Start of Given data

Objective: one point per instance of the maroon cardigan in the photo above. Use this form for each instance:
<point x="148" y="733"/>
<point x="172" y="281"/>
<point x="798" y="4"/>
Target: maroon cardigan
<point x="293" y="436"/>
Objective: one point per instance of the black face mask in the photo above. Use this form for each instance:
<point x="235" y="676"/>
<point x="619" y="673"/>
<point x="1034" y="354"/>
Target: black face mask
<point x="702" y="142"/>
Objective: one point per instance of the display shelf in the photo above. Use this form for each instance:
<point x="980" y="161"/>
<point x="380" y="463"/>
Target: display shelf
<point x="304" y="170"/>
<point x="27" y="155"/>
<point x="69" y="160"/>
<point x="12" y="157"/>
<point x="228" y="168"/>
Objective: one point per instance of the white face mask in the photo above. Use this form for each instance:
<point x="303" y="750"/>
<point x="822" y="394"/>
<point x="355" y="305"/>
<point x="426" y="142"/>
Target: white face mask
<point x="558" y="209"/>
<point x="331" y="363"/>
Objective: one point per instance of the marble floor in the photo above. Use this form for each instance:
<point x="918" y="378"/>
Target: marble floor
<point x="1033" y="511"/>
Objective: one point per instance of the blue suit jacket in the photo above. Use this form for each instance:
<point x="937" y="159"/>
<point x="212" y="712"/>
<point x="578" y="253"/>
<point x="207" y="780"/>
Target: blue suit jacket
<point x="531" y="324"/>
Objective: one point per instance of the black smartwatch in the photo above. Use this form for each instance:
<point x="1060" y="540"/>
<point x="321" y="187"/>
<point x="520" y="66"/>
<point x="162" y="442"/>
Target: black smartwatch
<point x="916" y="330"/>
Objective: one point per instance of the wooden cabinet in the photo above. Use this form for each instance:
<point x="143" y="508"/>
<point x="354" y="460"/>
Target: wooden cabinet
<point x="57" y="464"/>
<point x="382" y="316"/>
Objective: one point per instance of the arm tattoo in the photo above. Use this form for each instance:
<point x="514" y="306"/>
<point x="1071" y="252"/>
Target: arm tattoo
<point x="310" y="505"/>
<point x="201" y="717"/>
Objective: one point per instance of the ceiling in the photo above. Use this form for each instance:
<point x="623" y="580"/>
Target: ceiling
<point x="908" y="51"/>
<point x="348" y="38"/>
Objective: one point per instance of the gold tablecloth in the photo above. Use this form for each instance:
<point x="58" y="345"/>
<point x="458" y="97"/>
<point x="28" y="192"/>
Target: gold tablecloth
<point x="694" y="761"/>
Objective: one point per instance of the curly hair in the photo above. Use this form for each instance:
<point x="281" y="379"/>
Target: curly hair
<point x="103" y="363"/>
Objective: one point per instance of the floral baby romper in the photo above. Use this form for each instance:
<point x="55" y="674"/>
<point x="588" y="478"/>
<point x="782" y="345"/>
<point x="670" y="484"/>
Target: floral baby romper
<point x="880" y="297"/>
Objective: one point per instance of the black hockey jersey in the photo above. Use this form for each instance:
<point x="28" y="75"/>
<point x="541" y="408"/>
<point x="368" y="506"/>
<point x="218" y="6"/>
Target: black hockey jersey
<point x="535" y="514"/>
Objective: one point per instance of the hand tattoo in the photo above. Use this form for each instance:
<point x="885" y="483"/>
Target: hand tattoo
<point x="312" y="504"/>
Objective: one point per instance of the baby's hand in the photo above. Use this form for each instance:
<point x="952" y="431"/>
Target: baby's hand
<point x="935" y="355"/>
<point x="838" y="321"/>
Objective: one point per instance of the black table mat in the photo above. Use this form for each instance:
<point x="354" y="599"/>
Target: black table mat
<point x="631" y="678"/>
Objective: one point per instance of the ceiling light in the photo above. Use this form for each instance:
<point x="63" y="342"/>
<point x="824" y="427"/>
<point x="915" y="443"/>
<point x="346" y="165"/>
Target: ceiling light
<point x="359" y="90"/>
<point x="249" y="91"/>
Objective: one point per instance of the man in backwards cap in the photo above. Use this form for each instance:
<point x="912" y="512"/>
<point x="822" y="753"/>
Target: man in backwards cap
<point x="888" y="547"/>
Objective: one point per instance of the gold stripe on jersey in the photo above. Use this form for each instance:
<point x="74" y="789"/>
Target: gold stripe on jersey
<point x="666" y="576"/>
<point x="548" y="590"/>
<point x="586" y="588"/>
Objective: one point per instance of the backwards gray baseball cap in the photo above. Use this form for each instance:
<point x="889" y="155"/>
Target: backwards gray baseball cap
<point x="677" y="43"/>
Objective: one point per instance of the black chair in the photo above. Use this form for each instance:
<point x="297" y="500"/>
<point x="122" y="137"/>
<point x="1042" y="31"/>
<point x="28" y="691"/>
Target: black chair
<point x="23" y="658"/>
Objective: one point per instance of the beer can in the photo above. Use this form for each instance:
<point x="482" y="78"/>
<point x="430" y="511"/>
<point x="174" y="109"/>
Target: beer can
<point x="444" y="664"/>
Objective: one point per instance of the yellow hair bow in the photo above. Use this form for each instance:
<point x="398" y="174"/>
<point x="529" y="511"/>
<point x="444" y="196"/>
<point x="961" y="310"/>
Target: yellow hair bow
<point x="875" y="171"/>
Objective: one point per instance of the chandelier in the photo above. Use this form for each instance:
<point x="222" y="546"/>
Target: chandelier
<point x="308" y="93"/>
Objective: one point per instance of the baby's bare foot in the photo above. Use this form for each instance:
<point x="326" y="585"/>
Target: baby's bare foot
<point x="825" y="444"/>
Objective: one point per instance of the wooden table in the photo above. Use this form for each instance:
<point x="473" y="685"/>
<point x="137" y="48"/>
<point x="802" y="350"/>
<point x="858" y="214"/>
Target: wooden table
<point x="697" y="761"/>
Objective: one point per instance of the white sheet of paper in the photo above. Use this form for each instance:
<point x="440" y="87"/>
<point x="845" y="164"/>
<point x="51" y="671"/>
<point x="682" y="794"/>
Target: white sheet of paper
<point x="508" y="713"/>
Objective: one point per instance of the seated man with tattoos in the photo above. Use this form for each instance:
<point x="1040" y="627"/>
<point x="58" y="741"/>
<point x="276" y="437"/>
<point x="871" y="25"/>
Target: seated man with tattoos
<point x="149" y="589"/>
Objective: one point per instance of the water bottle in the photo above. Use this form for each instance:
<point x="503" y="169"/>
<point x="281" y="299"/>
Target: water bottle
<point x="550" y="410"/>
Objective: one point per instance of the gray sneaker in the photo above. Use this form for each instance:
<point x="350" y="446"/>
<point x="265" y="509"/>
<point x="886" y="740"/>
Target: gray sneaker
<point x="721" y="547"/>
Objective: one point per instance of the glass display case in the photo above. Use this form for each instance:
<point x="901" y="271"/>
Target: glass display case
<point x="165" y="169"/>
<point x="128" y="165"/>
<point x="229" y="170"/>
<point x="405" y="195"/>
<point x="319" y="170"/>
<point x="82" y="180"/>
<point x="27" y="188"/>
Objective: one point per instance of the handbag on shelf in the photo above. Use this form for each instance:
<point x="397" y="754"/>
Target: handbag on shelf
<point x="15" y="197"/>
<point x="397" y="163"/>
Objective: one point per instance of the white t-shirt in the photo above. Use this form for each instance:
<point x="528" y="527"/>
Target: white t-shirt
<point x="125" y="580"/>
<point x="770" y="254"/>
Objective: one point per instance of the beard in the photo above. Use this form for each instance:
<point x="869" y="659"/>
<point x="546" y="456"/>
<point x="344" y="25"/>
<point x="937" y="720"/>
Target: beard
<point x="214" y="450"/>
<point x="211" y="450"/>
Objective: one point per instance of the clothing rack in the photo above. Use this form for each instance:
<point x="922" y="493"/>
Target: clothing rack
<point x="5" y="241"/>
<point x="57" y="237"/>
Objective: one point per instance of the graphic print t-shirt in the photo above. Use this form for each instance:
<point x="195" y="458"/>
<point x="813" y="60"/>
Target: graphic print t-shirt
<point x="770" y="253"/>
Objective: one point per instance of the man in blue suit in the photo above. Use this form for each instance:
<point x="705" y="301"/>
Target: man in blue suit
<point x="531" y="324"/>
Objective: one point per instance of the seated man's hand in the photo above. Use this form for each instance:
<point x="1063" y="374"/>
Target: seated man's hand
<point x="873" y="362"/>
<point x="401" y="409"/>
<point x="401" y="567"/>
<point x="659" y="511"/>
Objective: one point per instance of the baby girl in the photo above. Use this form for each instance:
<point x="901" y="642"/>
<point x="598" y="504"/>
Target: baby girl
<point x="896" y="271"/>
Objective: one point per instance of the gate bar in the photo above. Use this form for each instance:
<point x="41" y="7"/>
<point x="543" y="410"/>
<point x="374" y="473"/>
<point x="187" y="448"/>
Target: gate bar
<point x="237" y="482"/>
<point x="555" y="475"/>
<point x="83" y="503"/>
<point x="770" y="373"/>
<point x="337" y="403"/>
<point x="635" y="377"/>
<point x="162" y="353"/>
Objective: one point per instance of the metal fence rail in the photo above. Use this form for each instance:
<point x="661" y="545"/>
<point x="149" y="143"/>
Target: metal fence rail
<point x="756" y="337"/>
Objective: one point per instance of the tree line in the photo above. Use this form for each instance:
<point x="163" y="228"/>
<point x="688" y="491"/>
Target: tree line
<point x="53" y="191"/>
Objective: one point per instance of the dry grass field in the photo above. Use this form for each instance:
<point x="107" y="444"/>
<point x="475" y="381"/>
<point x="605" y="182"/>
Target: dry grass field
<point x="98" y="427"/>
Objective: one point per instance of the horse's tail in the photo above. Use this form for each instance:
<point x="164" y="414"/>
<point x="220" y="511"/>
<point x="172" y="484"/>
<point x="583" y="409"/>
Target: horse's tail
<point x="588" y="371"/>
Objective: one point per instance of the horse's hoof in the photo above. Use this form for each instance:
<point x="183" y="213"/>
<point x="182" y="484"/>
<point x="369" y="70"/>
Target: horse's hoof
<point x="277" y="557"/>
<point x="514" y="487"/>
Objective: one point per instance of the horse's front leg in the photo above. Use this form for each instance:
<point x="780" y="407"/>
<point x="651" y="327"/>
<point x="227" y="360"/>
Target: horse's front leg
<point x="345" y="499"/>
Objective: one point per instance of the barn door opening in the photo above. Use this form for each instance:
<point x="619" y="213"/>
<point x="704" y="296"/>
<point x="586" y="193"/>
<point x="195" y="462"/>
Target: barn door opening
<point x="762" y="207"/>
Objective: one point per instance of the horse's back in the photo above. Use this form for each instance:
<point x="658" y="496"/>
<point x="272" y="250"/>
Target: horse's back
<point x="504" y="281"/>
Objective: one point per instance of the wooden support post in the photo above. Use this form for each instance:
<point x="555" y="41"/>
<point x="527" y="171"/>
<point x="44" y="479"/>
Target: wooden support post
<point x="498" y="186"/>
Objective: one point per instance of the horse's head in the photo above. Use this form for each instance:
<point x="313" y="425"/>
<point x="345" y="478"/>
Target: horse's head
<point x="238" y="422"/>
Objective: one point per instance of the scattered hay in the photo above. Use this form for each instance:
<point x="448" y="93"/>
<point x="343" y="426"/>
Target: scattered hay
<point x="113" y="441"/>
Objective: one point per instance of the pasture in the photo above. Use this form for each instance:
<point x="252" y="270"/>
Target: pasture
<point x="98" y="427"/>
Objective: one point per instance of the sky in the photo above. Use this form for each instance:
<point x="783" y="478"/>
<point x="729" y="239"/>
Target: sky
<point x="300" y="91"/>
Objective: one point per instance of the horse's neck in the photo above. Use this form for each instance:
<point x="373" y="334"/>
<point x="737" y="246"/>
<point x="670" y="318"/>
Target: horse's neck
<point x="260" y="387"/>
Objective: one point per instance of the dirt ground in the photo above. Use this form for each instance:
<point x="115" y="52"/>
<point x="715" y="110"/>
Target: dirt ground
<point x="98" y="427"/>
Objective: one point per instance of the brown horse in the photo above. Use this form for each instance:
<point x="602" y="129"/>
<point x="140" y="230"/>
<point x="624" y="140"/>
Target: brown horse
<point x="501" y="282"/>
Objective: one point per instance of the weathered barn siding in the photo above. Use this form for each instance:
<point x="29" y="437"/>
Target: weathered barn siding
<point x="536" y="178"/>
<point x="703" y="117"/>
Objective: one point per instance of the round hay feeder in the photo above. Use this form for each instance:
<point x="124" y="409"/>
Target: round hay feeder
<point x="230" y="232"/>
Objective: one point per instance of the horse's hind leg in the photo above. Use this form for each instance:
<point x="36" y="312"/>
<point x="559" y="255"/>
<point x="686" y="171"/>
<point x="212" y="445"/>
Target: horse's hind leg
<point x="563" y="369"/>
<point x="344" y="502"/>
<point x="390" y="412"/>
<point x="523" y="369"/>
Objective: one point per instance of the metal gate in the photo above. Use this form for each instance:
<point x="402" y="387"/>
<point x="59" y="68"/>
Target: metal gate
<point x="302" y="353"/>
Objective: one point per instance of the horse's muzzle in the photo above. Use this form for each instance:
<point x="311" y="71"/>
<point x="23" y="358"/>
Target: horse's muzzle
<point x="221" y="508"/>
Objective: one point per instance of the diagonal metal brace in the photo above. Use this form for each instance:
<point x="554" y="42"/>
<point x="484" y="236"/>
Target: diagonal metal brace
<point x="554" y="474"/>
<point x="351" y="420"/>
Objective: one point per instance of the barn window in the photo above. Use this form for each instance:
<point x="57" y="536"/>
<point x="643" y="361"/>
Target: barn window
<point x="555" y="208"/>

End of Given data

Take the line that contains "Objective: one point per instance of the horse's muzzle" and every line after it through the end of the listing above, and repeat them exactly.

Objective: one point per instance of the horse's muzzle in the photo above. Use this form for each instance:
<point x="311" y="71"/>
<point x="23" y="358"/>
Target: horse's muzzle
<point x="221" y="508"/>
Objective: one point per instance of the diagonal metal brace in the photo above. Use this form for each instance:
<point x="554" y="42"/>
<point x="484" y="236"/>
Target: diagonal metal brace
<point x="554" y="474"/>
<point x="351" y="420"/>
Objective: one point per instance of the barn window in the photo above. Use this form for each instance:
<point x="57" y="536"/>
<point x="643" y="361"/>
Target: barn window
<point x="555" y="208"/>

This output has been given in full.